***** Extracted records

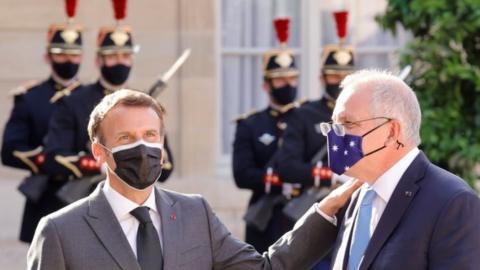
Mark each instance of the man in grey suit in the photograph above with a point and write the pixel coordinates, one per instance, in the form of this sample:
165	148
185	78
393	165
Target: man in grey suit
409	214
127	223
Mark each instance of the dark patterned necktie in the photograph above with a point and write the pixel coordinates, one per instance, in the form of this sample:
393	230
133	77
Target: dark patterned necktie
149	250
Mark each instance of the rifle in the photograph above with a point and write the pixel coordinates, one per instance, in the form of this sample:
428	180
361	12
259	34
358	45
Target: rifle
161	82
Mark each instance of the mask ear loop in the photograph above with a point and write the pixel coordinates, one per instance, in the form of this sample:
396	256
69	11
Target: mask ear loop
399	144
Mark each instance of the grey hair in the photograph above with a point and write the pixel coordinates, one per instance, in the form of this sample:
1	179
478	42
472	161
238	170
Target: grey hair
391	97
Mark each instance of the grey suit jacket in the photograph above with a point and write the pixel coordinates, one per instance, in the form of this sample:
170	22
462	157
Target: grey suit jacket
432	221
86	235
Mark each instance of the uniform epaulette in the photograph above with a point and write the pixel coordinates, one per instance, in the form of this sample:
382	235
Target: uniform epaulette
293	105
23	88
65	92
244	116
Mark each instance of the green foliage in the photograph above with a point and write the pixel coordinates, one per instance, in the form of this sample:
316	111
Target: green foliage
445	56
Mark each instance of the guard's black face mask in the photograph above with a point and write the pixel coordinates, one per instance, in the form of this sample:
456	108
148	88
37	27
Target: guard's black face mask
283	95
66	71
138	163
333	90
115	75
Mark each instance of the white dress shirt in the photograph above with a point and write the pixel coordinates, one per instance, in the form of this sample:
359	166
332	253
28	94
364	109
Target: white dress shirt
121	208
384	187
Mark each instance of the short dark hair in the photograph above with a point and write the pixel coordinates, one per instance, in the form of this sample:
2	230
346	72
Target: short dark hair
125	97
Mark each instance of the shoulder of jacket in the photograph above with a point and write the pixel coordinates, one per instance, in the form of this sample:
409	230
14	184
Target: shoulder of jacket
245	115
23	88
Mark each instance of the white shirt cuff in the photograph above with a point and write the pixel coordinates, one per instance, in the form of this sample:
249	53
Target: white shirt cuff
330	219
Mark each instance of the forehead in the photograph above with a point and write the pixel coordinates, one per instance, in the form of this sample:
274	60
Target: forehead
353	103
123	118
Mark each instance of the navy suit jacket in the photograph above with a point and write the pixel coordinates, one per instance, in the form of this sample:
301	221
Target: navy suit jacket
432	221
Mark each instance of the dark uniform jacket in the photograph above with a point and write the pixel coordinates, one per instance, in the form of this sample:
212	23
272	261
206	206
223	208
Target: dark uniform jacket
25	131
68	135
256	141
302	140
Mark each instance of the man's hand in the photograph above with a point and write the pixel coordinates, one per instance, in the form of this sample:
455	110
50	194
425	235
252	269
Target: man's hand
338	197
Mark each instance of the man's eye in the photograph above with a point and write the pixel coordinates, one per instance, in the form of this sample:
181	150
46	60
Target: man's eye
349	125
151	134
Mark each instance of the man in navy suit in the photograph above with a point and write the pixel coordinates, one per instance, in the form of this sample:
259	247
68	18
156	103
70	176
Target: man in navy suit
410	214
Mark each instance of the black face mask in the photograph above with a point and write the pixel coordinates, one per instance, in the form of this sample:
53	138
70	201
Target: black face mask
333	90
284	95
66	70
116	75
138	164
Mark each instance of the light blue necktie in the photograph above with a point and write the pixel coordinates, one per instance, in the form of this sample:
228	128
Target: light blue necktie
361	234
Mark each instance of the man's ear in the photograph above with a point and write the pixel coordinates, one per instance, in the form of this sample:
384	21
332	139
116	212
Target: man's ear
98	61
46	58
98	153
266	87
394	132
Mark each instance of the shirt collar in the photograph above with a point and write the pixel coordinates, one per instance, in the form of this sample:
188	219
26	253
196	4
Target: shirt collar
386	183
122	206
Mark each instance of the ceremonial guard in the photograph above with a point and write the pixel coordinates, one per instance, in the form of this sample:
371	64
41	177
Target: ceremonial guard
68	149
302	157
256	141
23	138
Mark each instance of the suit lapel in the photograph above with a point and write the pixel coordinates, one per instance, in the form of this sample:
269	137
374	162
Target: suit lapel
345	235
171	219
401	198
104	224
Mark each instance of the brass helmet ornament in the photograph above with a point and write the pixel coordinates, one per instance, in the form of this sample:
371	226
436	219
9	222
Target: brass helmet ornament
280	62
65	38
338	58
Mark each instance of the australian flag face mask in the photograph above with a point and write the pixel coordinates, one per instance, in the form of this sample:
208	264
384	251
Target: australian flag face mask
345	151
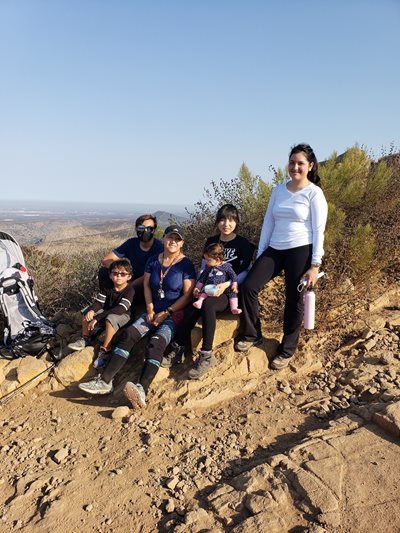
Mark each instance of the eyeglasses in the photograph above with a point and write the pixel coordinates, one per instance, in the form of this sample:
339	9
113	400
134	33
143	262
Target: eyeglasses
145	228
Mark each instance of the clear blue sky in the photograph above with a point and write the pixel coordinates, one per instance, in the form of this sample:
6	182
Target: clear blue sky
147	101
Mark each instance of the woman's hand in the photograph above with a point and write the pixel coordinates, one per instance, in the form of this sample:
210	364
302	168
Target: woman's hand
92	324
89	315
160	317
150	317
312	276
221	287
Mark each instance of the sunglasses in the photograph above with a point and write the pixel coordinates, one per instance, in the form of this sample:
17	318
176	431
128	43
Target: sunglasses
145	228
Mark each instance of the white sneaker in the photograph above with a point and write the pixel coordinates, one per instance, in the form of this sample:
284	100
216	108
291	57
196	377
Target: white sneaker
135	394
79	344
96	386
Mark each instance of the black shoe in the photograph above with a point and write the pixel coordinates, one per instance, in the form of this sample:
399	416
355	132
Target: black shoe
244	346
174	356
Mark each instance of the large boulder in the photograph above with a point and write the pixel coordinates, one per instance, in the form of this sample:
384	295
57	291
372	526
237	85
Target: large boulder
75	366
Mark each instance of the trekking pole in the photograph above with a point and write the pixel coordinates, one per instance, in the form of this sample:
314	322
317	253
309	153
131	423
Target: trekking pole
5	399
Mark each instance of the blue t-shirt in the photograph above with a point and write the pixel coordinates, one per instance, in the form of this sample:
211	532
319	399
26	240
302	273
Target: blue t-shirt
172	282
138	258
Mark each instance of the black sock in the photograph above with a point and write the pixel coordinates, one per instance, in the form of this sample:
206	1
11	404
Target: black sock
114	366
149	372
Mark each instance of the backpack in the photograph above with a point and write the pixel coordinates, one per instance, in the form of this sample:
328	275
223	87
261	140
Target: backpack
27	331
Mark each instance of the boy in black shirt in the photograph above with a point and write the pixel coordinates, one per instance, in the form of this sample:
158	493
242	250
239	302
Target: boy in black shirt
111	307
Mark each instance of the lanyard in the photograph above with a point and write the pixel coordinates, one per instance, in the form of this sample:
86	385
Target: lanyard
161	293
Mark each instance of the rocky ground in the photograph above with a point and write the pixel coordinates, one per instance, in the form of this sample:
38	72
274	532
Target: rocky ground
313	448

**********

Task item: Copy exactly. Start at the line containing "Target: lanyard" and continue through the last line of the records.

Answer box:
Target: lanyard
161	293
Mark each instance of the rocky ground in the photograph above with a point and write the pixel coordinates, one per instance, in the form of this sample:
38	72
274	532
Target: rocky ground
313	448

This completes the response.